W 1791 roku we Francji zniesiono prawo zakazujące współżycia pomiędzy osobami blisko spokrewnionymi. Dopiero w tym roku kazirodztwo ponownie ma zostać prawnie usankcjonowane. Wszystko za sprawą głośnej w ubiegłym roku sprawy byłego socjalistycznego europosła Oliviera Duhamela, oskarżonego o wykorzystywanie seksualne swojego małoletniego pasierba.
Duhamel był znanym wykładowcą akademickim i europosłem Partii Socjalistycznej w latach 1997-2004. Ponownie zrobiło się o nim głośno za sprawą książki „La Familia Grande” autorstwa jego pasierbicy, Camille Kouchner. Ujawniła ona w swojej publikacji, że Duhamel gwałcił i wykorzystywał seksualnie jej brata, a o całej sprawie wiedziały kręgi paryskich intelektualistów.

*****

• **Treść zadania 1**: Czy możesz przepisać dosłownie fragment tekstu o sprawie Duhamela od „W 1791 roku” do „kręgi paryskich intelektualistów.”?
• **Treść zadania 2**: Dopisz dalszy ciąg tekstu o sprawie Oliviera Duhamela, zaczynając zaraz po jego ostatnim zdaniu.
Rekordy, które następują, nie mają żadnego związku z tym tekstem.

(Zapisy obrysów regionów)

*****

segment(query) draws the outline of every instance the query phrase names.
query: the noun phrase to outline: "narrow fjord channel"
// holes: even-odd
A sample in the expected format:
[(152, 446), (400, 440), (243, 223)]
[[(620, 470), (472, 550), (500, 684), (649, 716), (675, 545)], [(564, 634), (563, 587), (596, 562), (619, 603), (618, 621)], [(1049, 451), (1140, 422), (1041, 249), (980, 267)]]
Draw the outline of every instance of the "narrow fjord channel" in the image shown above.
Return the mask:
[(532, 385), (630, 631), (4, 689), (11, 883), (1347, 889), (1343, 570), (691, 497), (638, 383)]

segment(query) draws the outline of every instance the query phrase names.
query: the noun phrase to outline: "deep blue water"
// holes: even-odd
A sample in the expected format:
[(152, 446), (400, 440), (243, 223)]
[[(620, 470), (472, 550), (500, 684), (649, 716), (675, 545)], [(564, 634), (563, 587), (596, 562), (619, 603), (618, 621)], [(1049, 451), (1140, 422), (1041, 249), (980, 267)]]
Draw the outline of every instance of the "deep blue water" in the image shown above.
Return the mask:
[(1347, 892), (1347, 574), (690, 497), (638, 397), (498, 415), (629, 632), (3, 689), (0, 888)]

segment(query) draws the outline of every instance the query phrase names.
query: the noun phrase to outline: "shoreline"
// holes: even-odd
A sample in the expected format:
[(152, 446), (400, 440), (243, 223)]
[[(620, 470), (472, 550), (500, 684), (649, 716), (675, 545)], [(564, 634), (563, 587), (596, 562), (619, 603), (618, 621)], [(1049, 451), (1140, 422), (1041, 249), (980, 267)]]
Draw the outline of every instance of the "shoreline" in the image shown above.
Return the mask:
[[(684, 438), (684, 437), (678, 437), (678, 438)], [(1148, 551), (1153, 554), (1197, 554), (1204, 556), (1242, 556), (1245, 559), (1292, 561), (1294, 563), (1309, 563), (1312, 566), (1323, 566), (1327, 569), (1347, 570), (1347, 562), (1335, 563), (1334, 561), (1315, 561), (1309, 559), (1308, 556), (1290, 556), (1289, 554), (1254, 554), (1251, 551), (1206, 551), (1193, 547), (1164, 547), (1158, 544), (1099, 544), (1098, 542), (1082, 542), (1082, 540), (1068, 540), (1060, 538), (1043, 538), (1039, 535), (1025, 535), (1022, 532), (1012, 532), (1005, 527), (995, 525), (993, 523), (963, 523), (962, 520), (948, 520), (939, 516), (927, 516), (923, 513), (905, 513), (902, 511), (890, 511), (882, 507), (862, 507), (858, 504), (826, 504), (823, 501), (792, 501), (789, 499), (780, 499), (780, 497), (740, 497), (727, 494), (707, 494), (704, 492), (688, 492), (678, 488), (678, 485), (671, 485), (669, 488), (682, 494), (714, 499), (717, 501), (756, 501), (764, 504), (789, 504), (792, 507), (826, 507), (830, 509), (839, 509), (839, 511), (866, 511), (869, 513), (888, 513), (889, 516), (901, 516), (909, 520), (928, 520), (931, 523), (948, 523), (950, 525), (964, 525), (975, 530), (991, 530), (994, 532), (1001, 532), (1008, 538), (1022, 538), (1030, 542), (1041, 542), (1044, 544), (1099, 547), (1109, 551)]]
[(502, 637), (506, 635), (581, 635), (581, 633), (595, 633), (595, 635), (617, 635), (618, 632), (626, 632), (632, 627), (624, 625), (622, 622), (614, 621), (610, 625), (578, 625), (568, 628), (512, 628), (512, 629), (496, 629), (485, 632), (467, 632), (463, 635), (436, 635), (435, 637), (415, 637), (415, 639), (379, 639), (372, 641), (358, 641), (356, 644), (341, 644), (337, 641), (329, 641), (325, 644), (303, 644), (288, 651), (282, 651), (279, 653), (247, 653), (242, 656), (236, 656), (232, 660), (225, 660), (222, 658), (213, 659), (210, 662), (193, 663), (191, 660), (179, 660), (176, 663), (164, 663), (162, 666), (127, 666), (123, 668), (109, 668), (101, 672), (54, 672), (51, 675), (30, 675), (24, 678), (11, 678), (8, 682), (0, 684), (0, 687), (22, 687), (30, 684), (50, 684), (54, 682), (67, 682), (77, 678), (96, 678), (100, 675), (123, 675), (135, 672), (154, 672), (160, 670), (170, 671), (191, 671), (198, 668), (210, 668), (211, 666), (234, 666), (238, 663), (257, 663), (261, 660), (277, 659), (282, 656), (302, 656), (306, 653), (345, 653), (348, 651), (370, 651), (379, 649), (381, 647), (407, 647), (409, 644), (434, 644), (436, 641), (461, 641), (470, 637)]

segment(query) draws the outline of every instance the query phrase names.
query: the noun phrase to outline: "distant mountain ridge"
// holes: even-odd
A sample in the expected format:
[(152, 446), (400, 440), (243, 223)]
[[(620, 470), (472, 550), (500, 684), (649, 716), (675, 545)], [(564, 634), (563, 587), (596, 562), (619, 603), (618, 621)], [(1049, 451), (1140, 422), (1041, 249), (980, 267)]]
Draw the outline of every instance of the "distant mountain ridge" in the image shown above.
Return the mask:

*****

• **Wynik zadania 1**:
W 1791 roku we Francji zniesiono prawo zakazujące współżycia pomiędzy osobami blisko spokrewnionymi. Dopiero w tym roku kazirodztwo ponownie ma zostać prawnie usankcjonowane. Wszystko za sprawą głośnej w ubiegłym roku sprawy byłego socjalistycznego europosła Oliviera Duhamela, oskarżonego o wykorzystywanie seksualne swojego małoletniego pasierba.
Duhamel był znanym wykładowcą akademickim i europosłem Partii Socjalistycznej w latach 1997-2004. Ponownie zrobiło się o nim głośno za sprawą książki „La Familia Grande” autorstwa jego pasierbicy, Camille Kouchner. Ujawniła ona w swojej publikacji, że Duhamel gwałcił i wykorzystywał seksualnie jej brata, a o całej sprawie wiedziały kręgi paryskich intelektualistów.

• **Wynik zadania 2**:
Sprawą domniemanych przestępstw seksualnych od stycznia ubiegłego roku zajmują się francuscy śledczy. Przede wszystkim książka napisana przez Kouchner przełamała społeczne tabu wokół związków kazirodczych.
Zmiany prawne zapowiedziane przez sekretarza stanu ds. ochrony dzieci Adriena Taqueta są więc odpowiedzią na wspomnianą aferę. Zdaniem polityka należy wprowadzić całkowity zakaz kazirodztwa, bo obecnie niezgodne z prawem jest jedynie utrzymywanie relacji seksualnych między spokrewnionymi osobami, gdy co najmniej jedna z nich jest nieletnia.
Nie do końca w dobre intencje obecnej władzy wierzą jednak organizacje broniące ofiar przemocy seksualnej. Uważają one, że prezydent Emmanuel Macron po kwietniowych wyborach nie dotrzyma swojej obietnicy.
Zakaz kazirodztwa został zniesiony we Francji w 1791 roku, co było jednym z następstw Rewolucji Francuskiej. Uchylono go więc w ramach walki z „chrześcijańskimi normami etycznymi”.
Na podstawie: courrierinternational.com.
fot. cabinet-zenou.fr.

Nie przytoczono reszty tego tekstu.